What this task involves — Word for word, repeat all of the entries.

***** Data provided *****

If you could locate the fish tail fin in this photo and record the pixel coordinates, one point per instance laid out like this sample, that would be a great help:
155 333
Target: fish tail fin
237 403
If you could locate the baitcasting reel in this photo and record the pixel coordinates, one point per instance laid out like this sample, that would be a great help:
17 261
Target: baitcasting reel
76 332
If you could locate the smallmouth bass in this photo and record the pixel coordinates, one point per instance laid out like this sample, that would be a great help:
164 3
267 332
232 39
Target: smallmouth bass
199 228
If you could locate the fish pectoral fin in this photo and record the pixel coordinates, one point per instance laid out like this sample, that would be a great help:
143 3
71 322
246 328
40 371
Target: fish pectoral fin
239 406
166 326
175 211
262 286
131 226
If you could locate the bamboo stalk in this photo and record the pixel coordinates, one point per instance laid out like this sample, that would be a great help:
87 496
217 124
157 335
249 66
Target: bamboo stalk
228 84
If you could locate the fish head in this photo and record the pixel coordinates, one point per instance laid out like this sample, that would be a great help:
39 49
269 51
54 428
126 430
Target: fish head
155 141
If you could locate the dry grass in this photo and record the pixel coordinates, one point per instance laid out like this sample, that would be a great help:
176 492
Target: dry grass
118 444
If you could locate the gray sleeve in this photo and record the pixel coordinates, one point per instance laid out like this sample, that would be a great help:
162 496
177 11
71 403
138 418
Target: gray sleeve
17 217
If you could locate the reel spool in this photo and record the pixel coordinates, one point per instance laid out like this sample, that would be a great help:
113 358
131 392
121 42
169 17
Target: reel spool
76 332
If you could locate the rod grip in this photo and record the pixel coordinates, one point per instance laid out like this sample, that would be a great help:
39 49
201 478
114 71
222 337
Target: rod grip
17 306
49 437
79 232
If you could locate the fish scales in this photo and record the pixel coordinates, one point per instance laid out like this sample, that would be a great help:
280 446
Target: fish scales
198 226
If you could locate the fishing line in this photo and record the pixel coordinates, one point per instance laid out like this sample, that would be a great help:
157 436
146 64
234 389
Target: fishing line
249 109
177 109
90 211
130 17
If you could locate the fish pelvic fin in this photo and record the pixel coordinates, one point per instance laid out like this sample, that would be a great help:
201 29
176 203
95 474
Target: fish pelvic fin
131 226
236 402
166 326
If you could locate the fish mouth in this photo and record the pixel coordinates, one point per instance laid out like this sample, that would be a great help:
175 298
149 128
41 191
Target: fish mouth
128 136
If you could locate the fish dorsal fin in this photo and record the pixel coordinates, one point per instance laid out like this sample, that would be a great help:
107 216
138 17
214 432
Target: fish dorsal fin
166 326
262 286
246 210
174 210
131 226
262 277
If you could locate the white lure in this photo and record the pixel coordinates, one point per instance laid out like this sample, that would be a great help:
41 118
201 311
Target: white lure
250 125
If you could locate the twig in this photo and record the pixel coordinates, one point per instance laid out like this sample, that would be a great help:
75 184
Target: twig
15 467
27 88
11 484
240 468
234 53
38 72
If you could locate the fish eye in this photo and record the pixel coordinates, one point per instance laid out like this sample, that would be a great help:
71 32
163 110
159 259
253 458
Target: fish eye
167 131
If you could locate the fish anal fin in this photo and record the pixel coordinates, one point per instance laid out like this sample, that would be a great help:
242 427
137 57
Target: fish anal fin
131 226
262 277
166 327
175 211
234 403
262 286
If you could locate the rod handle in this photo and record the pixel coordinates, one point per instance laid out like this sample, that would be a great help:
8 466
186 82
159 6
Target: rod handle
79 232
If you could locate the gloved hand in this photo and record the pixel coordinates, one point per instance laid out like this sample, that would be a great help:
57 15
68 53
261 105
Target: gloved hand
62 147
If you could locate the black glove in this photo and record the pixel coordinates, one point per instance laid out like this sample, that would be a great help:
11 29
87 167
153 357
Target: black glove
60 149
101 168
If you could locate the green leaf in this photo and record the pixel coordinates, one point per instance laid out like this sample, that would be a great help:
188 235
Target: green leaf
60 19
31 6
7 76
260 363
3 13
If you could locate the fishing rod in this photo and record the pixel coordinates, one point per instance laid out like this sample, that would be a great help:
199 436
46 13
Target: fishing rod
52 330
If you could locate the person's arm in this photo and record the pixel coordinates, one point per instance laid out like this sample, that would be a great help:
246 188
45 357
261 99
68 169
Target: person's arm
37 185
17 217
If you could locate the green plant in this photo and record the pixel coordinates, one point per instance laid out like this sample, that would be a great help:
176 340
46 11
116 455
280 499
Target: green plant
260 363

*****

Output for this exercise —
If you could locate the fish tail fin in this photo and record the pixel coordinates, one point per instance laid out like this sample, that would be a great help:
155 333
Target: fish tail fin
237 403
If you could locate the baitcasting reel in this photo and record the pixel coordinates, one point per instance laid out like this sample, that would be a great help:
17 261
Target: baitcasting reel
76 332
If you could locate the smallmouth bass in this photo and record the pixel coordinates, one point per instance laid out like this sample, that would be a great help:
164 3
267 332
232 39
Target: smallmouth bass
199 228
If you could locate the fish pectoral fin in this photo and record the pixel coordinates, one point per instance laid out like this sample, that would be a great help:
143 3
71 322
246 328
40 371
Target: fish pectoral fin
239 406
166 326
175 211
262 286
131 226
If you could locate the bamboo stalk in this photo and record the pixel coordinates, one point per instance laid out like this sample, that would be a great help:
87 496
217 124
157 335
249 66
Target: bamboo stalk
228 84
If you could locate the fish head in this photo and record the pixel coordinates, one point per instance laid out like this sample, that would be a great help:
39 49
269 51
54 428
126 430
Target: fish head
155 141
If you could locate the dry grass in this photo and record the pixel coordinates, one point per instance laid out like this sample, that would be a great help:
176 492
Target: dry grass
118 444
If you could locate the gray sleeve in this photo and record the pixel coordinates, one point per instance laid out like this sample, that would be a great help:
162 496
177 11
71 403
138 418
Target: gray sleeve
17 217
If you could locate the reel spool in this photo and record the pixel coordinates, one point per instance laid out like this sample, that would be a great help:
113 358
131 392
121 42
169 17
Target: reel spool
76 332
If you could locate the rod grip in this photo and record the pixel coordinates, one point per instance laid out like this sample, that would be a great help:
39 49
201 478
114 71
222 337
Target: rod grip
17 306
49 437
79 232
If you could locate the fish scales in this photo and record the pixel coordinates, one point per instance laid out like this sample, that would be a great help:
280 446
Target: fish scales
198 226
If you could locate the fishing line in this photo and record the pixel coordinates, one point per instance laid out like this sample, that would be a great help:
157 436
146 64
234 389
Target: fishing line
249 109
177 109
90 211
130 17
If you could locate the fish pelvic fin in this photo and record the pixel coordinates, one point per instance laid out like this sample, that would be a great help:
201 29
176 203
95 474
Target: fish pelvic fin
131 226
236 402
166 326
If you could locate the fish mouth in this photo and record the pixel coordinates, one point per instance laid out like this sample, that would be a great help:
175 298
149 128
41 191
Target: fish mouth
128 136
If you could locate the fish dorsal fin in this photo and record the pixel coordinates, one point per instance laid out like this sample, that would be a great help:
107 216
138 17
214 432
Target: fish dorsal fin
166 326
262 286
246 210
174 210
131 226
262 277
If you could locate the white lure in this photo and record the pixel coordinates, one point per instance laid out like this sample, that would be a great help:
41 118
201 311
Target: white lure
250 125
If you could locate the twig in this photo and record the pixel coordinates, one point per instance laid out like this sample, that would be a great help:
75 184
Target: twig
15 467
27 88
11 484
240 468
234 53
38 72
If you could locate the fish eye in this photo and record the pixel coordinates, one point per instance laid out like this sample, that would be a great help:
71 32
163 110
159 259
253 458
Target: fish eye
167 131
If you could locate the fish anal fin in this photo and record the pixel coordinates, one point per instance laid out like this sample, that would be a great help:
242 427
137 57
Target: fish anal fin
131 226
262 277
166 327
175 211
234 403
262 286
If you could locate the rod handle in this photo and record the pixel coordinates, one point per instance laid out like this sample, that would be a great help:
8 466
186 82
159 6
Target: rod handle
79 232
If you could locate the gloved hand in this photo and record the pixel coordinates, one point per instance laid out like this sample, that would be a great help:
57 15
68 53
261 105
Target: gloved hand
62 147
If you could locate the black glove in this photo and record the pixel coordinates, one point per instance laid out like this sample, that would be a great help:
11 29
87 167
153 357
Target: black glove
60 149
101 168
If you could locate the green leaf in this photo and record the pixel coordinates, one point per instance laid out like this sample, that would be a great help:
188 235
Target: green leaf
60 19
31 6
7 76
260 363
3 13
If you could locate the fishing rod in this photo and record the pixel coordinates, one point per instance laid out like this sample, that would be a great help:
199 436
46 13
Target: fishing rod
52 330
If you could locate the person's arm in this photo and record the pixel coordinates, one point per instance laid out like this sample, that would be a great help:
246 188
45 357
261 99
68 169
Target: person's arm
37 185
17 217
If you could locate the green plant in this photo and record the pixel coordinates, one point per instance laid out like this sample, that would be a great help:
176 340
46 11
116 455
280 499
Target: green plant
260 363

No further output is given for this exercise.